→ **THE EXERCISE**: Your task is to copy the listing exactly. Drop any pictures from the copy.

→ **THE RECORDS**:

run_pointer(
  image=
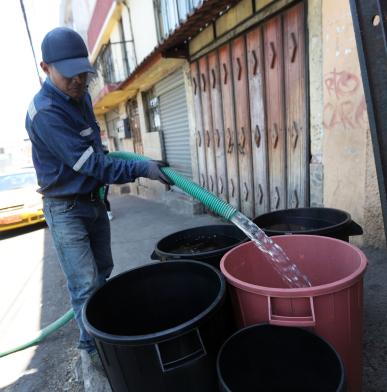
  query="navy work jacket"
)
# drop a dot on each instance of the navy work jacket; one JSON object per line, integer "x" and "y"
{"x": 66, "y": 146}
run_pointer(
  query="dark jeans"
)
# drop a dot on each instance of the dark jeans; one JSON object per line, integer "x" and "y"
{"x": 81, "y": 234}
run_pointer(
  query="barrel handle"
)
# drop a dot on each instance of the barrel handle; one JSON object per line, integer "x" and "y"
{"x": 292, "y": 321}
{"x": 354, "y": 229}
{"x": 170, "y": 365}
{"x": 155, "y": 256}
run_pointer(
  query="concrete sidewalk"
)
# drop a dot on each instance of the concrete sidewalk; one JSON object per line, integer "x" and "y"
{"x": 138, "y": 224}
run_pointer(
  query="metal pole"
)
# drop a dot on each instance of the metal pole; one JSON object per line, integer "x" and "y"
{"x": 369, "y": 21}
{"x": 29, "y": 37}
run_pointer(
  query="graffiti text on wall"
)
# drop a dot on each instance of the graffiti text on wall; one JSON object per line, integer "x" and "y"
{"x": 346, "y": 108}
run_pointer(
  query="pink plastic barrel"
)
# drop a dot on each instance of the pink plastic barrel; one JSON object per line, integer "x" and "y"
{"x": 332, "y": 307}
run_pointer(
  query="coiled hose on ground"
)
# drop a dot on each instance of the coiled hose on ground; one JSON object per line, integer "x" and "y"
{"x": 215, "y": 204}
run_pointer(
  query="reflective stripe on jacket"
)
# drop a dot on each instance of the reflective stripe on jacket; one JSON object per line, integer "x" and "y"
{"x": 66, "y": 146}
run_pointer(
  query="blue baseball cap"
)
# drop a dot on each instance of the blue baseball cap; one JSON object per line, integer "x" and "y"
{"x": 65, "y": 49}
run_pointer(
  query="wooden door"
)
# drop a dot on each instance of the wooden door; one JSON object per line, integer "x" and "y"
{"x": 273, "y": 47}
{"x": 242, "y": 123}
{"x": 205, "y": 91}
{"x": 295, "y": 102}
{"x": 200, "y": 149}
{"x": 227, "y": 91}
{"x": 256, "y": 72}
{"x": 217, "y": 124}
{"x": 134, "y": 121}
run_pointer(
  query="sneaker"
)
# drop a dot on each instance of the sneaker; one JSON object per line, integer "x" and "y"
{"x": 95, "y": 361}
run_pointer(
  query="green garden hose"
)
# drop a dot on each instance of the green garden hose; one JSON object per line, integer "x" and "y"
{"x": 42, "y": 334}
{"x": 215, "y": 204}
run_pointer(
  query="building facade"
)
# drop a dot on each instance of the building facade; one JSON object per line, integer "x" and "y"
{"x": 259, "y": 101}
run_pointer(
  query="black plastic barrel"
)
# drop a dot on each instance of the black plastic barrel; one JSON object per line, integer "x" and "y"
{"x": 204, "y": 243}
{"x": 271, "y": 358}
{"x": 328, "y": 222}
{"x": 159, "y": 327}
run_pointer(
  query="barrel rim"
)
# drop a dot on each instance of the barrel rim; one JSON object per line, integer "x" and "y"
{"x": 204, "y": 254}
{"x": 313, "y": 291}
{"x": 341, "y": 385}
{"x": 156, "y": 337}
{"x": 328, "y": 229}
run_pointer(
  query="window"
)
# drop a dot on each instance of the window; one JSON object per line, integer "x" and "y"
{"x": 171, "y": 13}
{"x": 153, "y": 111}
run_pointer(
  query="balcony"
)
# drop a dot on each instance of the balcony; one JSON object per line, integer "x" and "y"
{"x": 172, "y": 13}
{"x": 113, "y": 65}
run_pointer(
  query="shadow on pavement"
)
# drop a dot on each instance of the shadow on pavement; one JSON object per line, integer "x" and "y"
{"x": 52, "y": 365}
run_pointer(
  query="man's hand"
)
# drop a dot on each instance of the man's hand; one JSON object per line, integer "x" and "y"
{"x": 154, "y": 172}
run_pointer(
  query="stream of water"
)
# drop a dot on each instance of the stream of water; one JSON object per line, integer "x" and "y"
{"x": 288, "y": 271}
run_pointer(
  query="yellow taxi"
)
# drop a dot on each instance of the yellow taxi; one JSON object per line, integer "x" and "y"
{"x": 20, "y": 204}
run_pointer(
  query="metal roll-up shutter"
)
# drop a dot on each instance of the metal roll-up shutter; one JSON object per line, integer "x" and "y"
{"x": 174, "y": 122}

→ **RESULT FOR THIS EXERCISE**:
run_pointer(
  image=
  query="navy work jacket"
)
# drop a dot on each instance of the navy work jacket; one JSON object per line, integer "x" and "y"
{"x": 66, "y": 146}
run_pointer(
  query="dark jeans"
)
# drop a dot on each instance of the dark jeans; one JSON object per line, integer "x" and "y"
{"x": 81, "y": 234}
run_pointer(
  query="barrel handle"
)
# drop a dot on each instance of the barrel handle; one JSON object per line, integer "x" and "y"
{"x": 292, "y": 321}
{"x": 354, "y": 229}
{"x": 170, "y": 365}
{"x": 155, "y": 256}
run_pointer(
  query="concrete sidewalk"
)
# drop a dot on each instance of the concrete sidewalk; one JSON object per line, integer "x" and "y"
{"x": 138, "y": 224}
run_pointer(
  query="metal pole"
)
# drop a dot on each instance of the metal pole; one JSON object per line, integer "x" and "y"
{"x": 369, "y": 21}
{"x": 29, "y": 37}
run_pointer(
  query="graffiti text on wall"
)
# drop a dot on each instance of the graffiti text on wall; one JSON object per line, integer "x" and "y"
{"x": 346, "y": 108}
run_pointer(
  query="pink plastic barrel"
)
# drop a dot on each instance of the pink plastic barrel; one JSON object per line, integer "x" and "y"
{"x": 332, "y": 307}
run_pointer(
  query="coiled hose on ground"
)
# drop a dot on each instance of the coiled hose on ground; one JSON object per line, integer "x" and "y"
{"x": 215, "y": 204}
run_pointer(
  query="reflective stripe on jacket"
)
# drop a dot on each instance of the reflective stripe on jacket; one JSON object per line, integer "x" and "y"
{"x": 66, "y": 146}
run_pointer(
  query="blue baseball cap"
)
# drop a dot on each instance of the blue baseball cap; one JSON object per line, integer "x" and "y"
{"x": 65, "y": 49}
run_pointer(
  query="wooden door"
)
# drop a dot on each instance of the wooden door; one JSON object per line, integer "x" and "y"
{"x": 273, "y": 47}
{"x": 242, "y": 123}
{"x": 205, "y": 91}
{"x": 295, "y": 102}
{"x": 200, "y": 149}
{"x": 227, "y": 91}
{"x": 256, "y": 72}
{"x": 217, "y": 124}
{"x": 134, "y": 121}
run_pointer(
  query="sneaker"
)
# drop a dot on each instance of the sneaker; one JSON object per line, integer "x" and "y"
{"x": 95, "y": 361}
run_pointer(
  query="green garden hose"
)
# drop a dot on each instance of the green garden hose; one JSON object per line, integer "x" and "y"
{"x": 42, "y": 334}
{"x": 215, "y": 204}
run_pointer(
  query="building facade"
)
# drop a dot on each instance of the building facade; one JSON object per line, integer "x" and "y"
{"x": 259, "y": 101}
run_pointer(
  query="black plastic barrel"
)
# drop a dot on each instance of the black plastic barrel; one JSON object per line, integer "x" and "y"
{"x": 204, "y": 243}
{"x": 271, "y": 358}
{"x": 328, "y": 222}
{"x": 159, "y": 327}
run_pointer(
  query="barrel rim"
)
# drop a dot on each instance of the barrel rim; one JSON object per line, integer "x" and "y"
{"x": 204, "y": 254}
{"x": 313, "y": 291}
{"x": 341, "y": 385}
{"x": 156, "y": 337}
{"x": 328, "y": 229}
run_pointer(
  query="window"
)
# drop a dot on each instance of the window; one JSON object per line, integer "x" and "y"
{"x": 171, "y": 13}
{"x": 153, "y": 111}
run_pointer(
  query="balcony"
)
# drop a dot on each instance of the balcony; one JSON object per line, integer "x" and "y"
{"x": 172, "y": 13}
{"x": 113, "y": 65}
run_pointer(
  query="shadow on pavement"
)
# drop a dot on each instance of the shadow on pavement; one JSON object per line, integer "x" and "y"
{"x": 52, "y": 365}
run_pointer(
  query="man's hand"
)
# drop a dot on each instance of the man's hand; one JSON object per line, integer "x" and "y"
{"x": 154, "y": 172}
run_pointer(
  query="stream of water"
)
# drop a dot on each instance of the stream of water; one JSON object per line, integer "x" and "y"
{"x": 288, "y": 271}
run_pointer(
  query="yellow taxi"
)
# drop a dot on each instance of the yellow taxi; one JSON object per line, integer "x" and "y"
{"x": 20, "y": 204}
run_pointer(
  query="metal roll-up shutter"
)
# drop a dot on each instance of the metal roll-up shutter; one JSON object per line, integer "x" and "y"
{"x": 174, "y": 122}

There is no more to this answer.